* Instructions for the task *
Return each record unchanged and drop the images.

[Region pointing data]
---------------
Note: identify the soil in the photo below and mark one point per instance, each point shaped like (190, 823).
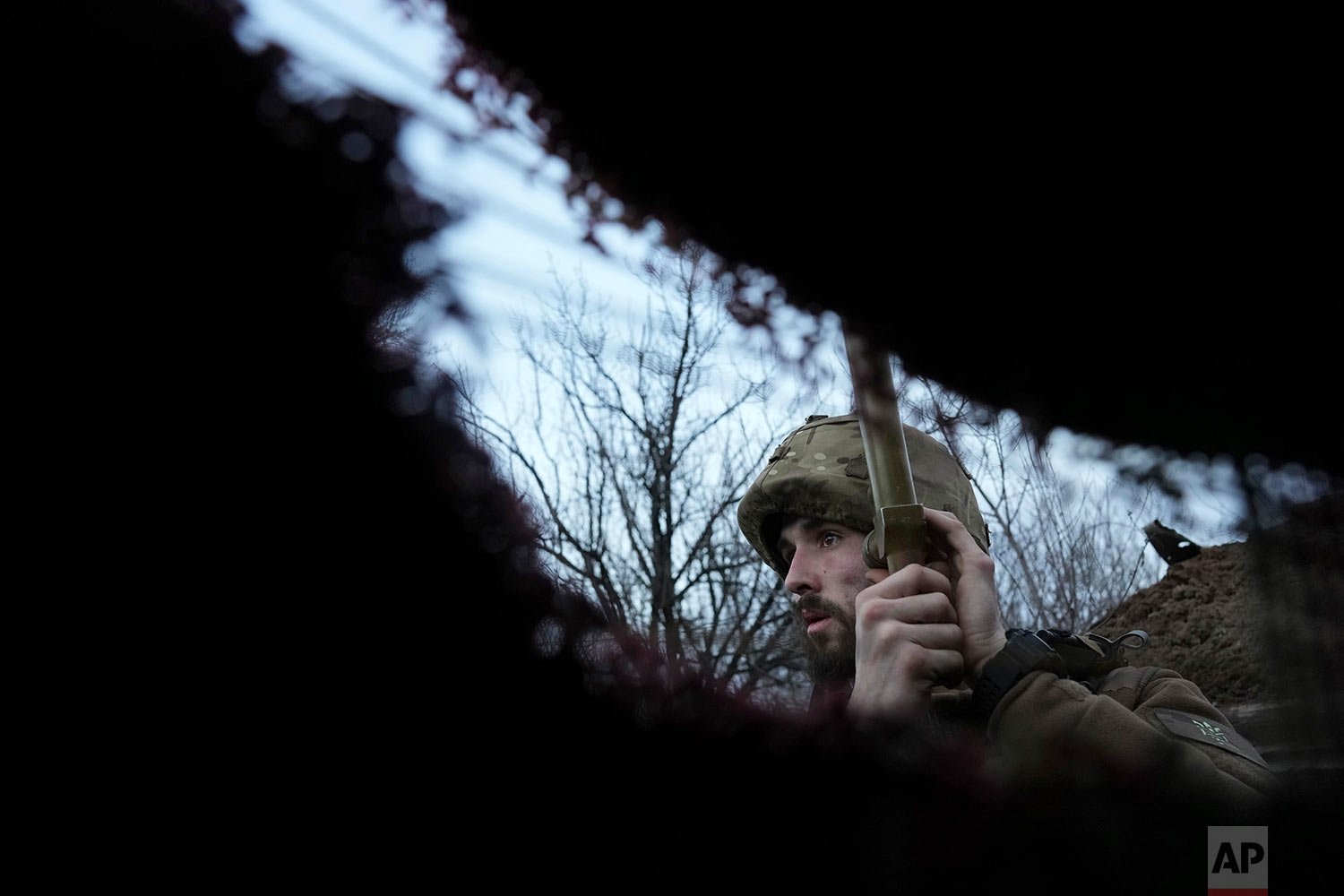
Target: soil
(1258, 625)
(1201, 621)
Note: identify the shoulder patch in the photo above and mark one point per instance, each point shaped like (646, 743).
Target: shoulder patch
(1207, 731)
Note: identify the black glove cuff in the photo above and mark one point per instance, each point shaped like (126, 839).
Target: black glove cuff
(1021, 654)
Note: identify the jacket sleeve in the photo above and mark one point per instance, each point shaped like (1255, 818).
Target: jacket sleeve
(1144, 726)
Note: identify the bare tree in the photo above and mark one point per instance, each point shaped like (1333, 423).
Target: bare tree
(634, 450)
(1066, 552)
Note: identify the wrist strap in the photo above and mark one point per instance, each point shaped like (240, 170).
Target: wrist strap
(1023, 654)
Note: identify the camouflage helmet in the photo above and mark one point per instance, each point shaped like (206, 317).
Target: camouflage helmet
(819, 471)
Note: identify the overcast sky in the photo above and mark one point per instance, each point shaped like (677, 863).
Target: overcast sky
(519, 226)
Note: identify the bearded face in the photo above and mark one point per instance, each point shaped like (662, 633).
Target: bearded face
(830, 648)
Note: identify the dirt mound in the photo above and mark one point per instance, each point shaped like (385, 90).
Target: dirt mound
(1202, 621)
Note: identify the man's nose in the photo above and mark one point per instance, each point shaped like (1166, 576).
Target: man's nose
(801, 578)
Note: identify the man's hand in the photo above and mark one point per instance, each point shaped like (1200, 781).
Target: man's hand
(906, 642)
(973, 595)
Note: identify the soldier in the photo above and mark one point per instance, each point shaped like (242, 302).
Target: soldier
(926, 646)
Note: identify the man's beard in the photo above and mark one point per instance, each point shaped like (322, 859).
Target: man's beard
(832, 662)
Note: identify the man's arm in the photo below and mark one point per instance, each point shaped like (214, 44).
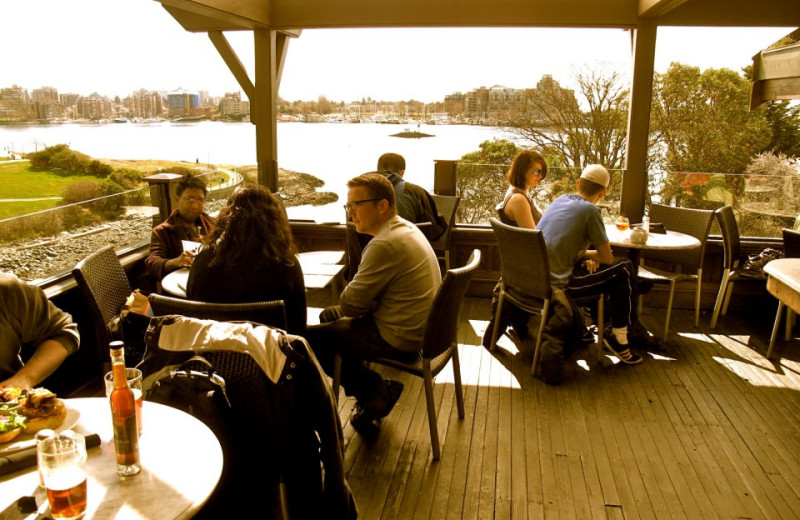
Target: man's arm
---------------
* Task response *
Note: identify the soil in the photo below and mark one point per instance, each point shaped like (190, 823).
Target: soil
(1258, 625)
(1201, 621)
Note: identify the shoulder patch in the photo above and mark one point per instance, each point shaped like (646, 743).
Target: shoulder patch
(1207, 731)
Note: identify the black glove cuff in the photo above and mark one point per instance, each point shaped like (126, 839).
Target: black glove cuff
(1021, 654)
Note: identify the jacket sleeve in the photo above and mark one point per instance, each point shaped like (1255, 818).
Target: jacket sleeve
(1144, 726)
Note: identify the bare tree in the photo above and mark one point per instance, each point shaped like (1333, 423).
Target: bare tree
(634, 450)
(1066, 552)
Note: identify the wrist strap in the photo above and mark one point per instance, each point shaped like (240, 170).
Target: wrist strap
(1023, 654)
Note: identify the camouflage helmet in the photo above and mark one point per instance, each point shaped like (206, 317).
Target: camouflage helmet
(819, 471)
Note: identify the overcast sky in the photo above and mark one point per instance, each point shaped like (677, 863).
Target: overcast sky
(519, 226)
Note: identify the bearded face in the photo above and mark one point per instance, each point shaped like (662, 633).
Target: bearded face
(830, 648)
Note: identify the dirt mound in the photo above and mark one point per instance, each point shaped like (385, 90).
Target: dirt mound
(1202, 621)
Note: identify the man's nose in the photo above and mark one point per instance, each point shaped like (1166, 576).
Target: man's nose
(801, 578)
Note: identify the man's hand in the photo above and mark one point per instance, each point shaped like (1200, 781).
Target: man's hand
(906, 642)
(973, 595)
Note: identify the soldier in the photo above and mark one point per instance, each point shaped like (242, 302).
Target: soldier
(926, 646)
Note: identify the man's beard in the photo above and mark one point per instance, each point shaped like (322, 859).
Target: man's beard
(832, 662)
Note: identify the man's arm in the photo below and mark one point per instance, each point shaped like (214, 44).
Target: man's arm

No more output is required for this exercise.